Dataset rows showing where objects appear:

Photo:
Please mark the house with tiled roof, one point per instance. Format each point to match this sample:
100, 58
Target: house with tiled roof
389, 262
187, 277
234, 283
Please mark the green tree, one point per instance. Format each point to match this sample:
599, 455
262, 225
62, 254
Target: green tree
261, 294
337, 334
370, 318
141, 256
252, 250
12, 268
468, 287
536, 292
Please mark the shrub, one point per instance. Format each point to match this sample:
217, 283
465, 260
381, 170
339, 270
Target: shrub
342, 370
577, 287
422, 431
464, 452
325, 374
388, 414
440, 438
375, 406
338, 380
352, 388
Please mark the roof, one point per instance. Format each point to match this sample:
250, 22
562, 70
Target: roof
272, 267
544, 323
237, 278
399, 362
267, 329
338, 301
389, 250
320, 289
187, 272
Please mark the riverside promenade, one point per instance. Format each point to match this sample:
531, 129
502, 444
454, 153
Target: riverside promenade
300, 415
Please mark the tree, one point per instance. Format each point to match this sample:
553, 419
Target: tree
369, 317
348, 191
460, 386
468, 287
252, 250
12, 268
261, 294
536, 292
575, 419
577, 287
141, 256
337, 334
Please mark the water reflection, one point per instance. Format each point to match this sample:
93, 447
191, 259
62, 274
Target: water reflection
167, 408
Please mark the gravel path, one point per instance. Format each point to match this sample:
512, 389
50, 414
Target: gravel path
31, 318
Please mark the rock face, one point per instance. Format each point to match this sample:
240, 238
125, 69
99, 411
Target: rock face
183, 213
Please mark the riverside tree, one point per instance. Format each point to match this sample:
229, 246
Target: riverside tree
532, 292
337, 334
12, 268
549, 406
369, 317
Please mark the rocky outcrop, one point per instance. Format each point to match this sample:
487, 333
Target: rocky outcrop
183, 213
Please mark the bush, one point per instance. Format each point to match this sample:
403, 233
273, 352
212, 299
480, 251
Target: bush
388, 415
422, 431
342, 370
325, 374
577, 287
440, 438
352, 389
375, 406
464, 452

■ **WRITTEN TASK**: Set out all of the lines above as a numbered list, omitting any blank lines.

■ **FINAL RESULT**:
1. Photo:
2. Please mark the house with tiled roof, one point per instance. Format each point to match this sample:
3. 100, 58
4. Target: house with tiled roof
5. 389, 262
6. 187, 277
7. 234, 283
8. Please mark the green tree, one point per instance. Format each point to match this sample:
9. 599, 455
10. 262, 225
11. 62, 254
12. Target: green tree
13. 261, 294
14. 337, 334
15. 370, 318
16. 141, 256
17. 252, 250
18. 12, 268
19. 468, 287
20. 536, 292
21. Please mark the shrub, one point per instance. Format each point to match this sample:
22. 217, 283
23. 465, 260
24. 381, 170
25. 339, 270
26. Target: shrub
27. 342, 370
28. 577, 287
29. 422, 431
30. 464, 452
31. 325, 374
32. 388, 414
33. 440, 438
34. 375, 406
35. 338, 380
36. 352, 388
37. Please mark the roof, one point per instance. Format each point to match this sample:
38. 250, 22
39. 562, 70
40. Target: roof
41. 272, 267
42. 544, 323
43. 237, 278
44. 399, 362
45. 267, 329
46. 338, 301
47. 389, 250
48. 320, 289
49. 187, 272
50. Please mark the riverside promenade, one point per instance. Format each point to match this sample:
51. 531, 129
52. 502, 444
53. 454, 153
54. Target: riverside promenade
55. 300, 415
56. Please mark the tree, one point per instance. Format each point to match this sample:
57. 553, 419
58. Target: tree
59. 369, 317
60. 348, 191
61. 460, 386
62. 468, 287
63. 252, 250
64. 12, 268
65. 261, 294
66. 536, 292
67. 575, 419
68. 577, 287
69. 141, 256
70. 337, 334
71. Please mark the water reflection, one point per instance. Format each point to match this sample:
72. 93, 447
73. 191, 259
74. 62, 274
75. Target: water reflection
76. 167, 408
77. Please mark the gravel path, one point per instance. Format each point to match this sample:
78. 512, 389
79. 50, 414
80. Target: gravel path
81. 31, 318
82. Please mark the rock face, one point per instance. Format each point to match this sample:
83. 240, 238
84. 125, 69
85. 99, 411
86. Target: rock face
87. 183, 213
88. Please mark the riverside tree, one point per instance. Format each point to match this sample:
89. 229, 246
90. Target: riverside tree
91. 532, 292
92. 337, 334
93. 12, 268
94. 549, 406
95. 369, 317
96. Please mark the rocky outcrop, one point per instance. Format each point to match this sample:
97. 487, 333
98. Target: rocky outcrop
99. 183, 213
100. Please mark the bush, one point per instance. Format each point to match this sample:
101. 403, 233
102. 273, 352
103. 212, 299
104. 480, 251
105. Target: bush
106. 388, 415
107. 422, 431
108. 342, 370
109. 325, 374
110. 577, 287
111. 440, 438
112. 352, 389
113. 375, 406
114. 464, 452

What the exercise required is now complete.